(Texto do documento)
##############################
Gaspar Corrêa menciona tambem o emprego habitual da cinza, á qual da uma origem particular :

"... andão sempre enfarinhados com cinza d'outros jogues, que morrendo os queimão, e chegando a seus devotos lhe poem d'aquella cinza na testa, e nos peitos, e nos hombros."

Orta, que os não toma muito a serio, diz-nos que elles reuniam ao seu caracter religioso, a qualidade de prestidigitadores. Encontramos esta noticia confirmada pelo viajante Bernier, um medico francez, que percorreu a India pouco depois de 1650, e exerceu a sua profissão nas côrtes de Scháh Jehan e de Aureng Zeb. Segundo Bernier, os jauguis, para demonstrarem a sua sciencia e poder, ou o seu jauguisme, como elle lhe chama, adivinhavam os pensamentos, faziam florir e fructificar um ramo secco em menos de uma bora, chocavam ovos no seio em menos de um quarto de bora, e executavam outras habilidades da curiosa e mal explicada prestidigitação oriental, a que o nosso escriptor chama desdenhosamente jogos de passa passa. Exerciam tambem a profissão de domadores ou incantadores de cobras venenosas, particularmente da cobra capello (Naja tripudians), uma profissão muito vulgar até hoje, e sobre a qual será desnecessario insistir. Unicamente notarei, que estes domadores de cobras não eram desconhecidos de outros escriptores portuguezes, contemporaneos de Orta. Como diz Barbosa: "... muytos tregeitadores trazem estas (cobras) vivas em panelas, encantadas que nam mordem, e com ellas ganhaom muyto dinheiro, pondoas ha ho pescoço, mostrandoas."
##############################
(Registros armazenados)

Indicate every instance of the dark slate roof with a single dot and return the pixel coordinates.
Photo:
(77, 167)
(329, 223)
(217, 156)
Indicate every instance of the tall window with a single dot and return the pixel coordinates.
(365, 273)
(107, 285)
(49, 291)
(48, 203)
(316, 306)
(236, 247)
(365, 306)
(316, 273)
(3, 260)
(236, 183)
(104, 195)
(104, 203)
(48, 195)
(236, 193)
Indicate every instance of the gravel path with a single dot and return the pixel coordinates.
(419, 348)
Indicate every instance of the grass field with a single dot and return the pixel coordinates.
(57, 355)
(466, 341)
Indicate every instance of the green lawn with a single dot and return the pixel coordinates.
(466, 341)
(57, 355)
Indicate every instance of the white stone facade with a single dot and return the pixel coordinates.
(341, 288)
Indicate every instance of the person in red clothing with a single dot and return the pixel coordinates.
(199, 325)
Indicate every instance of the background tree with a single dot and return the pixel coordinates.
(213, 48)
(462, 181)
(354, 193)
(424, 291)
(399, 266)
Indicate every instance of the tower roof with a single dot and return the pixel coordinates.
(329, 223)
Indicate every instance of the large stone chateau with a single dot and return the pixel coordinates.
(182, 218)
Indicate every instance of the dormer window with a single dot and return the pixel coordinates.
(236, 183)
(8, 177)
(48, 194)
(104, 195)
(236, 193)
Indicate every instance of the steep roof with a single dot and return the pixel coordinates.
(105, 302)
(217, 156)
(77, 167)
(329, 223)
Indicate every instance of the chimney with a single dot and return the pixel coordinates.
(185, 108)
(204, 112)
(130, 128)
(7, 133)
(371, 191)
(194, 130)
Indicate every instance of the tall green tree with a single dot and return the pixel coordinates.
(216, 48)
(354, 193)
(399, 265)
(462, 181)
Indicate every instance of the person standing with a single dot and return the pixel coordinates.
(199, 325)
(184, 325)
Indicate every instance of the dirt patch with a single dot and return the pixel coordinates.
##############################
(O que fazer) Liste todas as pessoas citadas pelo nome no texto do documento, com a grafia que ele usa.

(Tarefa concluída)
Gaspar Corrêa
Orta
Bernier
Scháh Jehan
Aureng Zeb
Barbosa